ACTIVITY:
Retype the stretch of the post about the failed apple tart from "the sweet smell" through "frustrated with myself.".

SOURCE PASSAGE:
......
Sunday, November 29, 2009

the sweet smell of failure

I just screwed up big time. SO excited about this Chez Panisse apple tart I was making for tonight's post-Thanksgiving dinner, and everything just went wrong. So very wrong. The tart dough came out way too wet, far past the point of salvation, and I bought the wrong apples for baking (mushy instead of crisp) and so they wouldn't slice well, everything went to pieces, and I am so frustrated with myself.

Please don't think I'm foolish enough to try out new things on guests. Isn't that one of the fundamental rules of life, Thou shall not force one another to eat a first time product of yours (thine? thy?)? However, the last time I did try the apple tart was 2 years ago, when I was way worse at baking than I am now, so what's that all about?

In case you hadn't noticed, failure doesn't sit well with me. I am not one of those people who can laugh it off when things go awry and spontaneously create something magical on the spot. (Secretly I wish I could do this, but living in reality means telling the truth about myself.) I plan and I schedule and I measure; these are the things I do well, but they also leave little, if any, room for trust. And I want to trust, I really do. I want to put my trust in something higher, wider, deeper, taller, greater than myself. For me, this means praying for my soul to know as deeply as it can that there is a Plan, that someday I will get it a little bit more than I do today, that the process is beautiful.

To cheer us all up, some examples of things I've done right this fall:

mushroom, mozzarella, arugula frittata. Dreamy.

The contents of my September lunches. Assorted heirloom tomatoes, cubed mozzarella, basil.

Plain oatmeal cookies for Digsy.
......
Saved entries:
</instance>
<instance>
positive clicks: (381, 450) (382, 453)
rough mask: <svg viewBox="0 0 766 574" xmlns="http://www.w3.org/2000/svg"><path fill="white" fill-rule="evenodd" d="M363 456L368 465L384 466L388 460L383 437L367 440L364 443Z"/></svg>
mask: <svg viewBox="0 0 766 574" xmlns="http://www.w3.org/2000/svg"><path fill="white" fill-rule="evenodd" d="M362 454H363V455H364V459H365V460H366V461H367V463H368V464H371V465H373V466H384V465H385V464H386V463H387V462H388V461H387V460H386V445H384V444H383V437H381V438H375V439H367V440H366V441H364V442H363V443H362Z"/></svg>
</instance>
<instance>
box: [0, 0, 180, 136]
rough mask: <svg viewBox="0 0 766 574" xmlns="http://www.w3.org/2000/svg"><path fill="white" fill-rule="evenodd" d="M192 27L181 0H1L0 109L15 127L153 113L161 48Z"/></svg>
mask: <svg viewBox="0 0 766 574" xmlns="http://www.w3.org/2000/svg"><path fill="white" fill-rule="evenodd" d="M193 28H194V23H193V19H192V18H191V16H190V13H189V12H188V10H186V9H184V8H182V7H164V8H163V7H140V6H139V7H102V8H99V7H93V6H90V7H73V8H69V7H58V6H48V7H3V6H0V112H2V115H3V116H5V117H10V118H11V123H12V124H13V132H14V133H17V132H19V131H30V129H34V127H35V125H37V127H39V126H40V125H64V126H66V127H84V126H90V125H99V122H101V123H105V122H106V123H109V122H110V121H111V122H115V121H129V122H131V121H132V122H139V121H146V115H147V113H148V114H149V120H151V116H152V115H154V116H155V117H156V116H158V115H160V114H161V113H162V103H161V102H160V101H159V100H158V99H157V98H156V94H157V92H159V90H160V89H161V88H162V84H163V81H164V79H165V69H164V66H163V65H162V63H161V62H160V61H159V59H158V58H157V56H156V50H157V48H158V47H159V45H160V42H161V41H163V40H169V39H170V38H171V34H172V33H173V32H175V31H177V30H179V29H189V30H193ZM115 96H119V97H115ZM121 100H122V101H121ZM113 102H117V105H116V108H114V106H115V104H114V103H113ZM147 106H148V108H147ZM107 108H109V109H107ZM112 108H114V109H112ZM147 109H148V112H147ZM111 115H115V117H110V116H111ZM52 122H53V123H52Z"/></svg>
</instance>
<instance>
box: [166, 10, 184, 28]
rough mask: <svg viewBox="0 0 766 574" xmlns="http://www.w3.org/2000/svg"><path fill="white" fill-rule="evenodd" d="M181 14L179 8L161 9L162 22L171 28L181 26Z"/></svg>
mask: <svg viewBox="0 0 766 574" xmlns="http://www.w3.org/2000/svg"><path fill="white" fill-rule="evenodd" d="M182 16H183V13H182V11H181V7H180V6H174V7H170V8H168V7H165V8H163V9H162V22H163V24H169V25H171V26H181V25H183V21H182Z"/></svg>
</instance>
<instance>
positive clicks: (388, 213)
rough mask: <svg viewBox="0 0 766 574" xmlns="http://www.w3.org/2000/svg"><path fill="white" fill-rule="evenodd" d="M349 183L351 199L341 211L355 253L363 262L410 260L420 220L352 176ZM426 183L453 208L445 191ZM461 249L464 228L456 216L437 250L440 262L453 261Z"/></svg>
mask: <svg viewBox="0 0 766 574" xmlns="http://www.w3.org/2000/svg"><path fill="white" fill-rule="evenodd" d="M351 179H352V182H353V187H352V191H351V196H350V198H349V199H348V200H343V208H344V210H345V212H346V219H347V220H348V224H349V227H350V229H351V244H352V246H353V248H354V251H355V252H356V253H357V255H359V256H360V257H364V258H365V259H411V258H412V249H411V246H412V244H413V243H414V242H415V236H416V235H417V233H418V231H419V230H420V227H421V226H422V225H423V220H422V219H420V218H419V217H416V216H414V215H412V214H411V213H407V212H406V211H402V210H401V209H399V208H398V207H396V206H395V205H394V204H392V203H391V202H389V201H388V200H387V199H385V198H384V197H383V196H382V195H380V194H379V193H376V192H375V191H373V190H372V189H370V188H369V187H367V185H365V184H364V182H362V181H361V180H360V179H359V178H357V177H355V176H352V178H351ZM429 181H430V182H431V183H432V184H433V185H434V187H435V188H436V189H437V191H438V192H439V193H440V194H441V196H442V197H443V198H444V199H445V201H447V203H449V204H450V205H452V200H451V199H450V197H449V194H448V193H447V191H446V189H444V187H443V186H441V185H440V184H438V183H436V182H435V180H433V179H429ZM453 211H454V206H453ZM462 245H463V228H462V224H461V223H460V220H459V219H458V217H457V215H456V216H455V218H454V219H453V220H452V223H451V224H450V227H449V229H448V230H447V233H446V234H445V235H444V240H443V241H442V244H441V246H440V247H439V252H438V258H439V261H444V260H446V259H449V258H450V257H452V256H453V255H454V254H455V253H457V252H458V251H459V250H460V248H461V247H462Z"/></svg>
......
RESPONSE TO THIS TASK:
the sweet smell of failure

I just screwed up big time. SO excited about this Chez Panisse apple tart I was making for tonight's post-Thanksgiving dinner, and everything just went wrong. So very wrong. The tart dough came out way too wet, far past the point of salvation, and I bought the wrong apples for baking (mushy instead of crisp) and so they wouldn't slice well, everything went to pieces, and I am so frustrated with myself.